### Aim of the task
Which lines of the records below contain the word "Please"? Pick out each such line and copy it in full, treating uppercase and lowercase letters as different.

### Data for the task
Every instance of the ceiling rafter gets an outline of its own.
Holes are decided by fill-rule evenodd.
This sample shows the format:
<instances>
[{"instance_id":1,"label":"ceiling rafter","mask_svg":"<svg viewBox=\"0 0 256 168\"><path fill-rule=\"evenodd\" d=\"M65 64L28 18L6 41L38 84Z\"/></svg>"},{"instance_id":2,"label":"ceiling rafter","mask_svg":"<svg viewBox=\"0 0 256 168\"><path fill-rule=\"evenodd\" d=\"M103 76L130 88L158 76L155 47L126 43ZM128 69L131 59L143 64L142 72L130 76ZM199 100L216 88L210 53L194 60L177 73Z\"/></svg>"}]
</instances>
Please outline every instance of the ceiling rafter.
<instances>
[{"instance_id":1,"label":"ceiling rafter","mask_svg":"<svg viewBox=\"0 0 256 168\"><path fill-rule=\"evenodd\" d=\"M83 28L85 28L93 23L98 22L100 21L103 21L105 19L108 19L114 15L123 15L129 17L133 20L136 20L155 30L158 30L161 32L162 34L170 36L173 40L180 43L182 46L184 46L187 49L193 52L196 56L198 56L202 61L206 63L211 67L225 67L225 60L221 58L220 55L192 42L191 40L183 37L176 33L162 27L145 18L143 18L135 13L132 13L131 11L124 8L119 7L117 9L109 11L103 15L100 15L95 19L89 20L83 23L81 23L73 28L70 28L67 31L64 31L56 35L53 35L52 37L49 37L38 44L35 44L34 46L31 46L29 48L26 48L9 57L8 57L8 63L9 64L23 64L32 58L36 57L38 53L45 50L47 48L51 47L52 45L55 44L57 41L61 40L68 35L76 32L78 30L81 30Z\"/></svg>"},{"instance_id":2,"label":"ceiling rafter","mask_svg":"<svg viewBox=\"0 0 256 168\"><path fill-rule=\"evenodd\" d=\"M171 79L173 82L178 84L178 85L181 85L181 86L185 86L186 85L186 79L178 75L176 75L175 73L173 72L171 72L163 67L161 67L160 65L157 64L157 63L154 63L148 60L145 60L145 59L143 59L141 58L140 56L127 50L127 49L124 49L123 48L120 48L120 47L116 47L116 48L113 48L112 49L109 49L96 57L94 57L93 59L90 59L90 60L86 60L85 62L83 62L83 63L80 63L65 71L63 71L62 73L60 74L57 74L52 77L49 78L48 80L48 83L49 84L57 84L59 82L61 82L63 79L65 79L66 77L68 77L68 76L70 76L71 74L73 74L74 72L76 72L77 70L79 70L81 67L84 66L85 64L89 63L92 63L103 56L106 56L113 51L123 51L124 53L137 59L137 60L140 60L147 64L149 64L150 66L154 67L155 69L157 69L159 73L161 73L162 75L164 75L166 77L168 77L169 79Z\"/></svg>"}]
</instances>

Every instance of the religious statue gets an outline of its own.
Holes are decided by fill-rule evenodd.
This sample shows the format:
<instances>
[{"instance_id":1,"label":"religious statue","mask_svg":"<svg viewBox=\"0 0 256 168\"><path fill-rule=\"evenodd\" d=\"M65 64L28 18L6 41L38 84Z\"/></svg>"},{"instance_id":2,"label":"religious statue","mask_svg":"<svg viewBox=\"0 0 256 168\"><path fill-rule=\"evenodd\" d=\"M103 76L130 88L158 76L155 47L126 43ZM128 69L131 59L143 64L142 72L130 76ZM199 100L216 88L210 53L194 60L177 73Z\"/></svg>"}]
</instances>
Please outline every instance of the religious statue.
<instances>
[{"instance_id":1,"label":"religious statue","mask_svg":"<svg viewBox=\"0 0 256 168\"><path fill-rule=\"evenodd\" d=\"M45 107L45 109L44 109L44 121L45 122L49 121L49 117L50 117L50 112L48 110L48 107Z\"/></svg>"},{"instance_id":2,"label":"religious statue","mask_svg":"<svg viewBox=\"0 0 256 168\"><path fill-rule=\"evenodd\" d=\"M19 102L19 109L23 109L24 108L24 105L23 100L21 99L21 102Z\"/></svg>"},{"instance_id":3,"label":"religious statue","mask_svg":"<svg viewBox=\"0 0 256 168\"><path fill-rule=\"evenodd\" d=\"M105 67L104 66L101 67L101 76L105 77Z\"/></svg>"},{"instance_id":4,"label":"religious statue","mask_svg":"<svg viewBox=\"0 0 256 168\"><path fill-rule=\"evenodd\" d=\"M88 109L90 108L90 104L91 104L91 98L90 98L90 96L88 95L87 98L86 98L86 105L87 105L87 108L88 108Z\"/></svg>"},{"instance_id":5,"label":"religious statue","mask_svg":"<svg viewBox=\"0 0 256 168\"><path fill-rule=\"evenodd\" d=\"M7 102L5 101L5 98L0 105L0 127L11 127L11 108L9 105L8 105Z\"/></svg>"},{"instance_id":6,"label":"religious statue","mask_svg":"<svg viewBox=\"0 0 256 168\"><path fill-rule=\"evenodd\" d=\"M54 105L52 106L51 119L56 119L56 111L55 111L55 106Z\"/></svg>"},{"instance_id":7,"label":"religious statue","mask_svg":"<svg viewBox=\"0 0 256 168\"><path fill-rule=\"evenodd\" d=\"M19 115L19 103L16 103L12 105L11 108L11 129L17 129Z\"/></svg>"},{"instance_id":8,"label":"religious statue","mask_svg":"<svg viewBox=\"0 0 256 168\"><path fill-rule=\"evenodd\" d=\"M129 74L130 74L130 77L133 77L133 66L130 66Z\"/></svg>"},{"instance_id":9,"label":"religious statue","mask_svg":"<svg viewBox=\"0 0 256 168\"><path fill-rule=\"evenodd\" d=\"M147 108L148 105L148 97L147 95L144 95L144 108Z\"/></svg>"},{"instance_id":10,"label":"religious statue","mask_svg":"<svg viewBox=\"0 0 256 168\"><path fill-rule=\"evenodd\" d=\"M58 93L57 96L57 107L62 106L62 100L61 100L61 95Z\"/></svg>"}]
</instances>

### Worked solution
Please outline every instance of the ceiling rafter.
Please outline every instance of the religious statue.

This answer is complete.